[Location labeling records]

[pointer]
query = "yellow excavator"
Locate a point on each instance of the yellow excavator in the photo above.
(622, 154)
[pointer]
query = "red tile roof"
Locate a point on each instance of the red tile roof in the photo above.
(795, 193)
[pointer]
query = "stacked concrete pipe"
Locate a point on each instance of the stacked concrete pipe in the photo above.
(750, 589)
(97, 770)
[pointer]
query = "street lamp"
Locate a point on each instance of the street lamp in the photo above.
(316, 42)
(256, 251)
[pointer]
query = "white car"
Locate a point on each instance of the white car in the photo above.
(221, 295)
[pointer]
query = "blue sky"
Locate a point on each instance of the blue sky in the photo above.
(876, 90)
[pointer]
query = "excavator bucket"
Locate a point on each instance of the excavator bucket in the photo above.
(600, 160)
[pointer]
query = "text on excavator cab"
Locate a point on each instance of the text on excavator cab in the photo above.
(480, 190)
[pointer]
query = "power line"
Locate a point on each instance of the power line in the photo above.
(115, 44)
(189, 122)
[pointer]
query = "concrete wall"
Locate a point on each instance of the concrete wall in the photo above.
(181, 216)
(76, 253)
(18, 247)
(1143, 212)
...
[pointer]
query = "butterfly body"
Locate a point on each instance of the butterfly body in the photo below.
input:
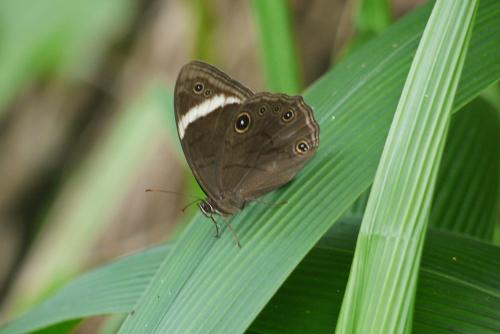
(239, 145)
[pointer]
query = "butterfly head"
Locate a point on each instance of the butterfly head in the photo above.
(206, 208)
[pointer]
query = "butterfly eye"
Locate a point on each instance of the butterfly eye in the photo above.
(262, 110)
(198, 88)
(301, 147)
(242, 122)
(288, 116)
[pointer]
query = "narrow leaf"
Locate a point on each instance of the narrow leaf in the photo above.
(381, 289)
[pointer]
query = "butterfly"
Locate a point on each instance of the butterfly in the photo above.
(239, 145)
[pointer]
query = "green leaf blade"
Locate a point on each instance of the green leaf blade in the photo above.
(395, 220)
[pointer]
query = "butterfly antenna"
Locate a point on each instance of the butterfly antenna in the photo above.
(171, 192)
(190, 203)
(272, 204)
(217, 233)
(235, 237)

• _Written exercise_
Report every line in the entries above that contains the string "bucket", copying each line in full. Only matches with the same capitalization count.

• _Reply to the exercise_
query = "excavator bucket"
Locate a point on each instance of the excavator bucket in the photo above.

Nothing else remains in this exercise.